== TO-DO LIST ==
- 1) Decide whether each statement below agrees with the text on generating binary numbers with a queue. For each, answer yes or no and quote the text's deciding words.
(a) The solution stores its results in a list or array.
(b) The algorithm begins by enqueuing "0" in the queue.
(c) The function returns a list of integers.
- 2) Carry the text on generating binary numbers with a queue forward from its last line.

== QUOTED TEXT ==
──────

Generate binary numbers using a queue

Problem

Generate binary numbers from 1 to any given number, “n”, using a queue.

Function Signature

List<string> GenerateBinaryNumber(int n)

Example Input and Output

n = 1 => (1)

n = 3 => ( 1, 10, 11)

Problem Solving Strategy

Assuming you’ve never encountered this problem before and don’t have much experience using stacks and queues, try to discover a pattern. The first step of discovering a pattern is to write down a few sample inputs and outputs.

Decimal : 1        2         3        4          5

Binary :    1       10       11     1000      101

If you notice carefully, you’ll see that 2 is formed by appending a “0” to the previous number , “1”. And 3 is formed by appending a “1” to the previous previous number, 1. Similarly, 4 is formed by appending a “0” to 3 (“11”) and 5 is formed by appending a “1” to 3.

So could it be that if we keep on adding a “0” and “1” to the previously generated binary number, we can create this pattern ? Yes ! Let’s visualize how this will work with a Queue.

Visualize the Solution

We’ll use a queue to generate the numbers and a list(or array) to store the results.

So, after working through a graphic example, seems like this’ll work – so let’s formalize the algorithm

Algorithm

1. Create an empty Queue – this will be used to generate the binary numbers
2. Create an empty List/ Array – this will be used to hold the results , i.e, the list of generated binary numbers till n
3. Enqueue “1” in the queue
4. Generate the binary numbers inside a loop that runs till “n” binary numbers has been added to the list. Here’s what happens inside the loop:
   • Remove an element from the queue – call this “X”

──────

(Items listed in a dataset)
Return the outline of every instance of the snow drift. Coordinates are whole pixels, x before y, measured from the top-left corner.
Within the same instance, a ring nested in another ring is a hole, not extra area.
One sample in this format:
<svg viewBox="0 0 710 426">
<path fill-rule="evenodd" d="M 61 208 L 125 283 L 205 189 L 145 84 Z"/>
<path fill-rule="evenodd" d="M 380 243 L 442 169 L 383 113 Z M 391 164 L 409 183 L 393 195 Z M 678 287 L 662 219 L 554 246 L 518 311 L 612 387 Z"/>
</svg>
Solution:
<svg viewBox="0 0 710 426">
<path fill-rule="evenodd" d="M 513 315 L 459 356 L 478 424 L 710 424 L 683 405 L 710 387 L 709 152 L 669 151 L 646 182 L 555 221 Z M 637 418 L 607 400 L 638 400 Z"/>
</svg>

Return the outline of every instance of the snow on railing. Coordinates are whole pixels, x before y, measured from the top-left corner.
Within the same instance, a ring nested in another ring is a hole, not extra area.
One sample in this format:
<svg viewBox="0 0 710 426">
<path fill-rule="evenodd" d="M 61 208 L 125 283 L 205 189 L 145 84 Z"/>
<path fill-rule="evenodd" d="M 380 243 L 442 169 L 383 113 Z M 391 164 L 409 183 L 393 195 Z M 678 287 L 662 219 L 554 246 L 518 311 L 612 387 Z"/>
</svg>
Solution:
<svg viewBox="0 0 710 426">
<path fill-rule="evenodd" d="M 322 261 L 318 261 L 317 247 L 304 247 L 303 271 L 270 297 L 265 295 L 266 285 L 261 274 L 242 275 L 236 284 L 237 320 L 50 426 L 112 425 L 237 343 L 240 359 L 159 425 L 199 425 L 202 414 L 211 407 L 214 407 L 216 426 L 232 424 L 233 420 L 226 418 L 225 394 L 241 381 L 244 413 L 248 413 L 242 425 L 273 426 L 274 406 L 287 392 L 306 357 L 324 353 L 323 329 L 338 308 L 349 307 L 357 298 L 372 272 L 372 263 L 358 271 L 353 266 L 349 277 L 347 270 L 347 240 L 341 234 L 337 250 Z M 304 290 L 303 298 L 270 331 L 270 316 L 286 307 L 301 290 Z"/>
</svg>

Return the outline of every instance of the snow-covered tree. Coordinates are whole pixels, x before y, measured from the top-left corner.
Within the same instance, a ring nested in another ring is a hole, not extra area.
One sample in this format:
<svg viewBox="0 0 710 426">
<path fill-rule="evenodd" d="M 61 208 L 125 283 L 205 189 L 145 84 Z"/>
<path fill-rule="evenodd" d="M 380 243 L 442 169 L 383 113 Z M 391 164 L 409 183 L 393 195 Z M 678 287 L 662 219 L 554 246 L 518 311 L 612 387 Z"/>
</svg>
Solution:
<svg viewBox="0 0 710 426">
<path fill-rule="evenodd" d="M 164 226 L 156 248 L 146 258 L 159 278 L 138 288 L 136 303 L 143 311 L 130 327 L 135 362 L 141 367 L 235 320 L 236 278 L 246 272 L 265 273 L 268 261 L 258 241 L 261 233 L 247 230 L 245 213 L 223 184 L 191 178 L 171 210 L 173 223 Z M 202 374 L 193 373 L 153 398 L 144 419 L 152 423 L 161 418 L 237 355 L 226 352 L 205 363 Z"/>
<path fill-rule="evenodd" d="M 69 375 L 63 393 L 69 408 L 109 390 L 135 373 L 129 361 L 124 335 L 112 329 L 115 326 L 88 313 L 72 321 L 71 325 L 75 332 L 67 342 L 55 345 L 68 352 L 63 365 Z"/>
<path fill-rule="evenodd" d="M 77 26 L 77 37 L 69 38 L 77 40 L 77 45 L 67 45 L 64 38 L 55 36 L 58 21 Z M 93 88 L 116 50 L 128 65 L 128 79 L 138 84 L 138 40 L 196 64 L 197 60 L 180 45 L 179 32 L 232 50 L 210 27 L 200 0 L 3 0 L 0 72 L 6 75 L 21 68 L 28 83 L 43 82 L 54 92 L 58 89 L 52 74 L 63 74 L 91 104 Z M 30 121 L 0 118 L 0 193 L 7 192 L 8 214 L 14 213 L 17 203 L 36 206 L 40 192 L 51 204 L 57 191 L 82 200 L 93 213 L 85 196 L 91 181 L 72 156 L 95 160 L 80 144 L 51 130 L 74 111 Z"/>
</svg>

──────

== ANSWERS PER TASK ==
- 1)
(a) Yes: "We’ll use a queue to generate the numbers and a list(or array) to store the results."
(b) No: "Enqueue “1” in the queue"
(c) No: "List<string> GenerateBinaryNumber(int n)"

- 2)
   • Generate the next two binary numbers by adding a “0” and “1” to “X” respectively. The two new binary numbers thus generated are “X0” and “X1”
   • Enqueue “X0” and “X1” into the queue
   • Add “X” to the result list

Note: Once “n” elements have been added to the list, the loop terminates. At this point, there might be more elements left in the queue which will not be added to the results list ( since we only need n elements). But that is fine.

C# Implementation

using System;
using System.Collections.Generic;

namespace StacksNQueues
{
    public class GenerateBinaryNumbers
    {
        public static List<string> GenerateBinaryNumber(int n)
        {
            Queue<string> binaryGenerationQueue = new Queue<string>();
            List<string> results = new List<string>();

            binaryGenerationQueue.Enqueue("1");
            
            while(n!=0)
            {
                string current = binaryGenerationQueue.Dequeue();
                results.Add(current);

                string appendZero = current + "0";
                string appendOne = current + "1";

                binaryGenerationQueue.Enqueue(appendZero);
                binaryGenerationQueue.Enqueue(appendOne);

                n--;
            }
            return results;
        }
    }
}

And here’s the test program

using System;
using System.Collections.Generic;

namespace StacksNQueues
{
    class Program
    {
        static void Main(string[] args)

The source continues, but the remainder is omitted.